GOALS
1. According to the Noibat card review, what does the attack Destructive Sound do?
2. Extend the Noibat card review with a few more sentences that pick up after its last line.

QUOTED TEXT
– Forbidden Light
May 21, 2018
Ratings are based on a 1 to 5 scale. 1 is horrible. 3 is average. 5 is great.
Usually after we finish off a Top 10 list, we review a few cards that almost made the list or have a lot of potential, and this week we’re starting it out with a card that may have flown under the radar if you weren’t paying close attention. Literally, it might have actually flown under…cause…cause it’s a Flying-Type Poke-okay…
Noibat is a Colorless Basic Pokemon, 50 HP, with a Lightning Weakness, a Fighting Resistance, and a Retreat Cost of 1. His first attack is Ram, a 1-for-10 vanilla strike, and his second attack is Destructive Sound, which does no damage and discards all the Item cards in your opponent’s hand.
At first glance, this is…relatively underwhelming. The issue with Item cards is that most of the time, they’ll be out of your opponent’s hand by the time you’d use an attack like Destructive Sound. They’re meant to accelerate their own plays, after all. But there was one notable exception to the rule of sorts that invited people to try out this little bat, and that would be Garbodor. Thanks to Garbodor, people were already wary of playing down Items to load up their discard pile for an opponent’s Garbodor’s attack, but then along comes Noibat, and now they can’t even play it safe if they don’t want to lose the advantage they’d gain from playing those cards at all.
In this case, Noibat presents a “lesser of two evils” – you could play out your Item cards to progress your strategy at the risk of powering up your opponent’s Garbodor faster, or you could risk holding onto them on the chance that they’ll have Noibat ready to roll and rid you of them, with the caveat being that it’s one more turn of set-up for them. It’s something that really adds more dynamic to the Garbodor strategy, as it’s no longer just a matter of either pushing hard when you’ve got advantage before they can retaliate with Garbodor or holding onto them for an auto-loss on their part; now it’s risk vs reward.
And that’s usually the best kind of playstyle you can ask for.
Standard: 2.5/5 (on his own though, Noibat is underwhelming)
Expanded: 2.5/5 (but that certainly doesn’t mean he’s a bad fit)
Limited: 2/5 (he’s actually a very good fit in the Garbodor build)
Arora Notealus: Noibat has at the least incited more challenge in a deck that, as time goes by, has been slowly fading out. Without Items getting played, Garbodor was having a tough time against the likes of similar forces, so he couldn’t be as effective. Noibat gives Garbodor decks a second chance at being able to keep up with the likes of Buzzwole-GX and Zoroark-GX, though they should remain wary of the latter’s ability to copy attacks.
Side Review: Time to put a pause on this again, space things out a bit – always good to catch up on these though!
Next Time: He just barely didn’t make the Top 10 list, and we’re gonna take a look at why!
So with the top 10 list is over with, we are now looking at cards that have potential. Noibat is one of them due to an attack. Destructive Sound does what it says on the tin, looking at your opponent’s hand and discarding all item cards that you find there. Most decks use at least 10+ items, so you would at least get rid of one or two of them from your opponent’s hand if you’re lucky. If you really want to maximize your payoff, you would look at the Expanded card pool for me to give out examples. Vileplume’s Allergic Pollen prevents both players from using item cards. This might seem a natural fit for Noibat, as the item cards that your opponent hangs on to because they can’t use it will get tossed. This attack can be met with a single attachment of Double Colorless Energy.

DATA SECTION
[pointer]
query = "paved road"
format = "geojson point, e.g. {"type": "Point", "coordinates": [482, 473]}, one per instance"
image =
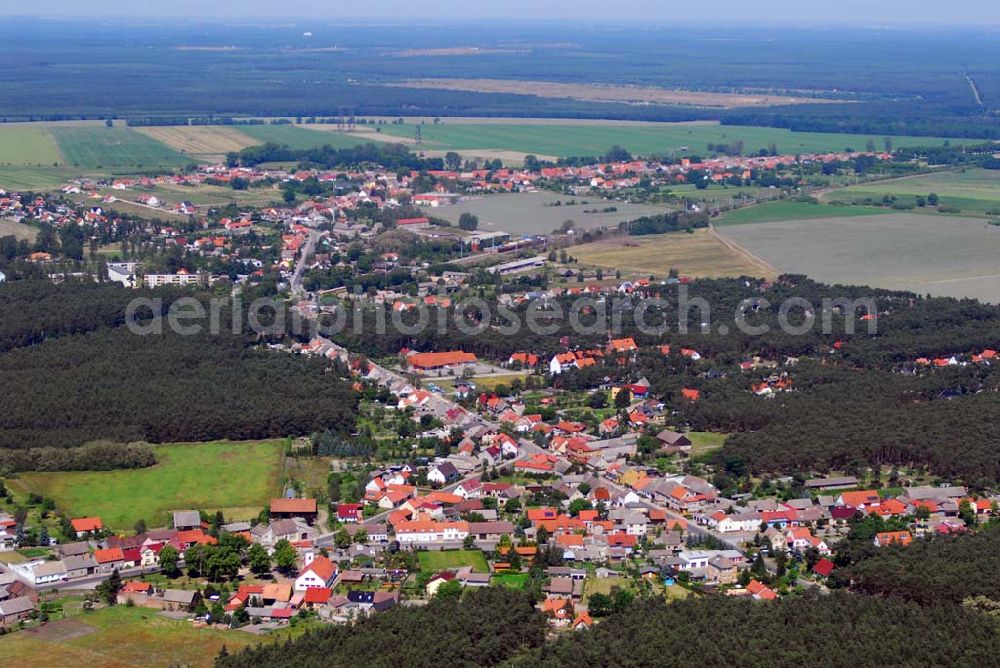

RESULTS OF THE TASKS
1. It does no damage and discards all the Item cards in the opponent's hand.

2.
I won’t be going through all Noivern cards, though one that fascinates me is Noivern-GX. It’s Distort attack prevents your opponent from playing items for one turn. The tricky part will be to continuously spam Distort while keeping Noivern-GX from being KOed. Then when enough is enough, you can access its previous evolution’s attacks via Shining Celebi. I won’t recommend that because that invites more problems: being worth 2 prizes, deck space, ability denial via Alolan Muk to stop Shining Celebi, and easily OHKOed by fairies.
Overall, it’s attack is good, which makes Noibat worth looking at, but if you can’t find a method to have your opponent to have their hand filled with unplayable items, then it is not worth using.
Noibat (FLI 100) swoops into the meta out of the Forbidden Light expansion set. This very frail 50 HP Colorless Pokemon caught my eye because of its two Colorless attachment attack Destructive Sound. This attack forces your opponent to reveal his hand … and then discard every Item card he is holding.
I know I’m not the only one who instantly saw this and thought, “Wow that might pair really well with GRI Garbodor.” And in some matches it did. One Psychic toolbox deck quit after I discarded four cards from his hand. I think I made a couple of Buzzwole players cry. And there were a couple of times when I was able to get three or even four GRI Garb lined up behind a couple of Noibats, poised to do triple digit damage for several consecutive turns.
And it’s not bad – I went 13 W 13 L with a couple of different versions of the deck. In the end, however, it probably is just a novelty deck. It can wreak havoc against Psychic weak decks – and there are a lot of those running around – but there were other times when I just couldn’t pry any Items out of my opponent’s hand. It’s not terrible – you’ll win some easy games with this combo. It’s just not going to be a top tier deck.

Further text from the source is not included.